*WHAT YOU SHOULD DO:* Print the lines of the material from the one containing "the man's nose." through the end of the material, inclusive, and give back nothing else.

# Start of THE RECORDS

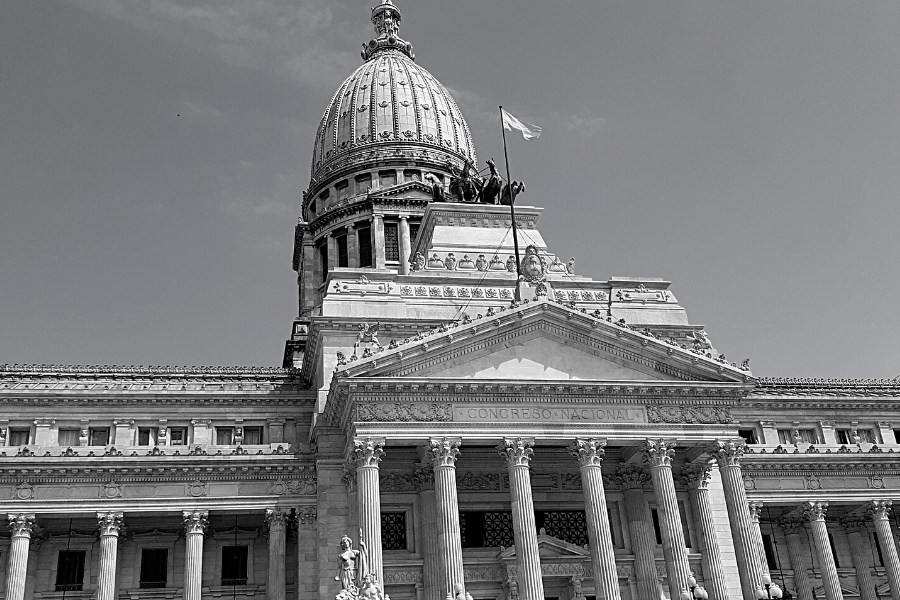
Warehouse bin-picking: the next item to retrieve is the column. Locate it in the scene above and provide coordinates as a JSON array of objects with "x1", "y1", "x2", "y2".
[
  {"x1": 497, "y1": 438, "x2": 544, "y2": 600},
  {"x1": 747, "y1": 501, "x2": 769, "y2": 576},
  {"x1": 681, "y1": 461, "x2": 728, "y2": 600},
  {"x1": 182, "y1": 510, "x2": 209, "y2": 600},
  {"x1": 641, "y1": 440, "x2": 691, "y2": 598},
  {"x1": 803, "y1": 502, "x2": 844, "y2": 600},
  {"x1": 399, "y1": 215, "x2": 412, "y2": 275},
  {"x1": 868, "y1": 500, "x2": 900, "y2": 600},
  {"x1": 353, "y1": 438, "x2": 384, "y2": 586},
  {"x1": 615, "y1": 463, "x2": 660, "y2": 600},
  {"x1": 841, "y1": 513, "x2": 878, "y2": 600},
  {"x1": 430, "y1": 438, "x2": 464, "y2": 596},
  {"x1": 6, "y1": 513, "x2": 35, "y2": 600},
  {"x1": 266, "y1": 508, "x2": 290, "y2": 600},
  {"x1": 781, "y1": 512, "x2": 815, "y2": 600},
  {"x1": 707, "y1": 440, "x2": 761, "y2": 600},
  {"x1": 569, "y1": 439, "x2": 622, "y2": 600},
  {"x1": 97, "y1": 512, "x2": 122, "y2": 600}
]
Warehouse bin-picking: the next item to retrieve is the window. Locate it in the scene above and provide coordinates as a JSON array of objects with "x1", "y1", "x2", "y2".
[
  {"x1": 88, "y1": 427, "x2": 109, "y2": 446},
  {"x1": 384, "y1": 223, "x2": 400, "y2": 262},
  {"x1": 56, "y1": 550, "x2": 85, "y2": 592},
  {"x1": 57, "y1": 429, "x2": 81, "y2": 446},
  {"x1": 140, "y1": 548, "x2": 169, "y2": 588},
  {"x1": 9, "y1": 429, "x2": 31, "y2": 446},
  {"x1": 356, "y1": 227, "x2": 372, "y2": 267},
  {"x1": 138, "y1": 427, "x2": 159, "y2": 446},
  {"x1": 169, "y1": 427, "x2": 187, "y2": 446},
  {"x1": 459, "y1": 511, "x2": 515, "y2": 548},
  {"x1": 381, "y1": 512, "x2": 406, "y2": 550},
  {"x1": 222, "y1": 546, "x2": 247, "y2": 585},
  {"x1": 216, "y1": 427, "x2": 234, "y2": 446},
  {"x1": 244, "y1": 427, "x2": 262, "y2": 446}
]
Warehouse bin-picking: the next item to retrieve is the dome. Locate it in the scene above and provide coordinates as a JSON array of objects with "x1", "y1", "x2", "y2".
[{"x1": 310, "y1": 0, "x2": 476, "y2": 191}]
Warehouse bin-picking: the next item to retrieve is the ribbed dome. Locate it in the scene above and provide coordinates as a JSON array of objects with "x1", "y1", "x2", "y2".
[{"x1": 311, "y1": 2, "x2": 476, "y2": 185}]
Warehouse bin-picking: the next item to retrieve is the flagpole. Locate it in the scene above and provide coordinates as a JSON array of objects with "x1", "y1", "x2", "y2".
[{"x1": 500, "y1": 106, "x2": 522, "y2": 276}]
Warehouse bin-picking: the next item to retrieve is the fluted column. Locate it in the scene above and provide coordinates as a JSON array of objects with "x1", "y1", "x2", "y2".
[
  {"x1": 569, "y1": 439, "x2": 622, "y2": 600},
  {"x1": 869, "y1": 500, "x2": 900, "y2": 600},
  {"x1": 641, "y1": 440, "x2": 691, "y2": 598},
  {"x1": 497, "y1": 438, "x2": 544, "y2": 600},
  {"x1": 614, "y1": 463, "x2": 660, "y2": 600},
  {"x1": 182, "y1": 510, "x2": 209, "y2": 600},
  {"x1": 6, "y1": 513, "x2": 35, "y2": 600},
  {"x1": 803, "y1": 502, "x2": 844, "y2": 600},
  {"x1": 747, "y1": 500, "x2": 769, "y2": 575},
  {"x1": 781, "y1": 511, "x2": 815, "y2": 600},
  {"x1": 352, "y1": 438, "x2": 384, "y2": 585},
  {"x1": 97, "y1": 512, "x2": 122, "y2": 600},
  {"x1": 428, "y1": 438, "x2": 465, "y2": 596},
  {"x1": 841, "y1": 513, "x2": 878, "y2": 600},
  {"x1": 266, "y1": 508, "x2": 290, "y2": 600},
  {"x1": 681, "y1": 462, "x2": 728, "y2": 600},
  {"x1": 707, "y1": 440, "x2": 761, "y2": 600}
]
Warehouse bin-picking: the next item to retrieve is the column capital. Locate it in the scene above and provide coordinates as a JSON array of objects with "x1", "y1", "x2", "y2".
[
  {"x1": 97, "y1": 512, "x2": 123, "y2": 537},
  {"x1": 801, "y1": 501, "x2": 828, "y2": 523},
  {"x1": 7, "y1": 513, "x2": 36, "y2": 538},
  {"x1": 568, "y1": 438, "x2": 606, "y2": 467},
  {"x1": 866, "y1": 500, "x2": 893, "y2": 521},
  {"x1": 497, "y1": 438, "x2": 534, "y2": 467},
  {"x1": 181, "y1": 510, "x2": 209, "y2": 535},
  {"x1": 350, "y1": 437, "x2": 384, "y2": 469},
  {"x1": 678, "y1": 461, "x2": 712, "y2": 490},
  {"x1": 641, "y1": 440, "x2": 675, "y2": 467},
  {"x1": 427, "y1": 438, "x2": 462, "y2": 469},
  {"x1": 613, "y1": 463, "x2": 650, "y2": 490},
  {"x1": 706, "y1": 440, "x2": 747, "y2": 468}
]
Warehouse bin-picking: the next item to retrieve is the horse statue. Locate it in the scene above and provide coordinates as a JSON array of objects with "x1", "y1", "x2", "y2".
[{"x1": 479, "y1": 158, "x2": 503, "y2": 204}]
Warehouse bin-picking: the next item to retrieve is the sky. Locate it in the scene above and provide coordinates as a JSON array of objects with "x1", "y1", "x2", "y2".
[{"x1": 0, "y1": 0, "x2": 900, "y2": 378}]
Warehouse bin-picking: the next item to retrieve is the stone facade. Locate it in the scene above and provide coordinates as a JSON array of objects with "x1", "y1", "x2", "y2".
[{"x1": 0, "y1": 0, "x2": 900, "y2": 600}]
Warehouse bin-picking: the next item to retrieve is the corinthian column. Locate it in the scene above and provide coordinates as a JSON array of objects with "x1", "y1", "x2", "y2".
[
  {"x1": 641, "y1": 440, "x2": 691, "y2": 598},
  {"x1": 781, "y1": 511, "x2": 815, "y2": 600},
  {"x1": 97, "y1": 512, "x2": 122, "y2": 600},
  {"x1": 266, "y1": 508, "x2": 290, "y2": 600},
  {"x1": 681, "y1": 462, "x2": 728, "y2": 600},
  {"x1": 803, "y1": 502, "x2": 844, "y2": 600},
  {"x1": 351, "y1": 438, "x2": 384, "y2": 586},
  {"x1": 497, "y1": 438, "x2": 544, "y2": 600},
  {"x1": 707, "y1": 440, "x2": 761, "y2": 600},
  {"x1": 428, "y1": 438, "x2": 465, "y2": 596},
  {"x1": 841, "y1": 513, "x2": 878, "y2": 600},
  {"x1": 6, "y1": 513, "x2": 35, "y2": 600},
  {"x1": 569, "y1": 439, "x2": 622, "y2": 600},
  {"x1": 864, "y1": 500, "x2": 900, "y2": 600},
  {"x1": 614, "y1": 463, "x2": 660, "y2": 600}
]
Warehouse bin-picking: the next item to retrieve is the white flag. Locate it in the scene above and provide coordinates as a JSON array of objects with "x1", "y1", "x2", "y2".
[{"x1": 500, "y1": 108, "x2": 541, "y2": 140}]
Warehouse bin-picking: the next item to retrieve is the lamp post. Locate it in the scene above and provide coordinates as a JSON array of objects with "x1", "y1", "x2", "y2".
[
  {"x1": 756, "y1": 573, "x2": 784, "y2": 600},
  {"x1": 680, "y1": 573, "x2": 712, "y2": 600}
]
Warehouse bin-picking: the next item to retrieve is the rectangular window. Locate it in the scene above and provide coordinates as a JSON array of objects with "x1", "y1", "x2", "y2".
[
  {"x1": 88, "y1": 427, "x2": 109, "y2": 446},
  {"x1": 356, "y1": 227, "x2": 372, "y2": 267},
  {"x1": 216, "y1": 427, "x2": 234, "y2": 446},
  {"x1": 169, "y1": 427, "x2": 187, "y2": 446},
  {"x1": 138, "y1": 427, "x2": 158, "y2": 446},
  {"x1": 56, "y1": 429, "x2": 81, "y2": 447},
  {"x1": 384, "y1": 223, "x2": 400, "y2": 262},
  {"x1": 381, "y1": 512, "x2": 406, "y2": 550},
  {"x1": 244, "y1": 427, "x2": 262, "y2": 446},
  {"x1": 56, "y1": 550, "x2": 85, "y2": 592},
  {"x1": 9, "y1": 429, "x2": 31, "y2": 446},
  {"x1": 222, "y1": 546, "x2": 247, "y2": 585},
  {"x1": 140, "y1": 548, "x2": 169, "y2": 588}
]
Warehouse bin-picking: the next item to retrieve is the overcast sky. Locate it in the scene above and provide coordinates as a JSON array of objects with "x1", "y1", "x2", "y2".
[{"x1": 0, "y1": 0, "x2": 900, "y2": 377}]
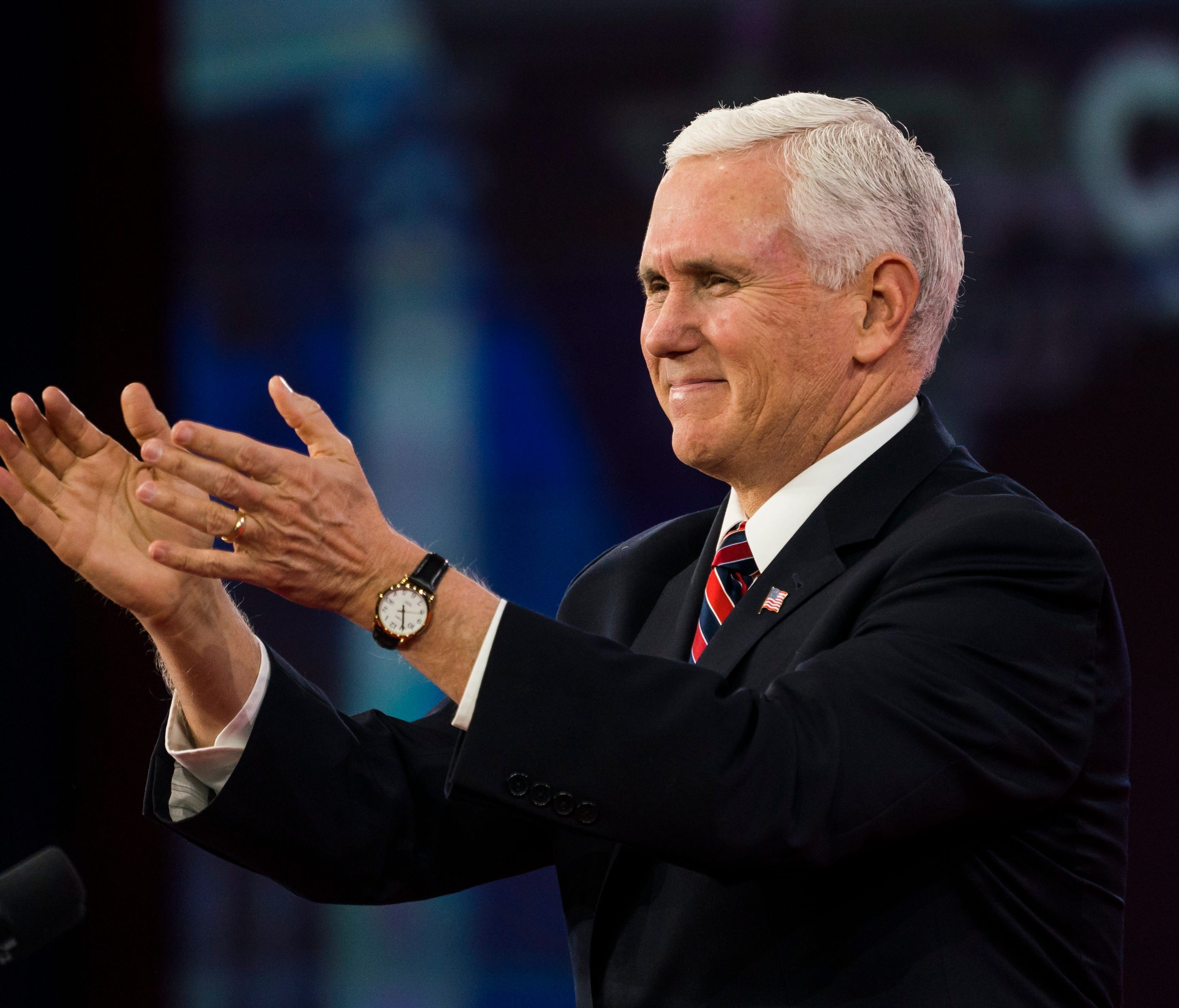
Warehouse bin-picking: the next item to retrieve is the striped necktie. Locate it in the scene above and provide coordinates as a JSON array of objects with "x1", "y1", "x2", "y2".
[{"x1": 692, "y1": 521, "x2": 758, "y2": 665}]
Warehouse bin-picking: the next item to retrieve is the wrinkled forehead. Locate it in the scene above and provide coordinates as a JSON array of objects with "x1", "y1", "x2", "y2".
[{"x1": 640, "y1": 150, "x2": 791, "y2": 270}]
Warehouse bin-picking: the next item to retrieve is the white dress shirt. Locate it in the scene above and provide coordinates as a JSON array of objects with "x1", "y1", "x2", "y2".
[{"x1": 164, "y1": 399, "x2": 919, "y2": 822}]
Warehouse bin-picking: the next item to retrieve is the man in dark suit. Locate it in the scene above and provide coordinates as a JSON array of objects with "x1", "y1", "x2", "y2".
[{"x1": 0, "y1": 94, "x2": 1128, "y2": 1008}]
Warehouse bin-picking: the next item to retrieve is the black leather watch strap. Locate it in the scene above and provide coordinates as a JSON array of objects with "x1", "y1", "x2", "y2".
[{"x1": 409, "y1": 553, "x2": 450, "y2": 595}]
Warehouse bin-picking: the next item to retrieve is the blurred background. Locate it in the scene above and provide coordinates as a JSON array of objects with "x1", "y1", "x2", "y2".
[{"x1": 0, "y1": 0, "x2": 1179, "y2": 1008}]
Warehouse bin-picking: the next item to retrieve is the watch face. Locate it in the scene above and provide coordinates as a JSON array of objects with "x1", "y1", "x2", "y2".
[{"x1": 377, "y1": 587, "x2": 430, "y2": 637}]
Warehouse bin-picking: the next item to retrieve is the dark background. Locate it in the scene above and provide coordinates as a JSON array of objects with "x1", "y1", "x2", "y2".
[{"x1": 0, "y1": 0, "x2": 1179, "y2": 1008}]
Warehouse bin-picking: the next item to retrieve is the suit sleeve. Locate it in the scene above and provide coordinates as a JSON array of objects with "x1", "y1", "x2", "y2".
[
  {"x1": 145, "y1": 651, "x2": 552, "y2": 903},
  {"x1": 450, "y1": 507, "x2": 1107, "y2": 875}
]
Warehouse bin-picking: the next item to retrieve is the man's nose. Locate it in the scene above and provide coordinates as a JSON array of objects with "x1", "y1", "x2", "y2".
[{"x1": 643, "y1": 288, "x2": 704, "y2": 357}]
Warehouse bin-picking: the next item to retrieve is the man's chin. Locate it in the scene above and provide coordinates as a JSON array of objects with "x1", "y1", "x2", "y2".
[{"x1": 671, "y1": 430, "x2": 732, "y2": 480}]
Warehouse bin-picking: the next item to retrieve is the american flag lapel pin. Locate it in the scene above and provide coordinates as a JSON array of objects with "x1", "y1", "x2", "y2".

# End of THE RECORDS

*COMPLETED TASK:*
Warehouse bin-picking: the next item to retrieve is the man's nose. Locate it in the scene above and provide coordinates as a JSON array of objects with "x1", "y1", "x2", "y2".
[{"x1": 643, "y1": 288, "x2": 704, "y2": 357}]
Warehouse bin-picking: the next item to retrieve is the man's chin. Locate it in the scene above and provide coordinates as a JSON array of objects with "x1", "y1", "x2", "y2".
[{"x1": 671, "y1": 430, "x2": 732, "y2": 480}]
Warehouse bin-picking: the next item to retrieve is the american flag lapel pin. Locate it in the scene above and provide coordinates as a JSON array of objects with "x1", "y1", "x2", "y2".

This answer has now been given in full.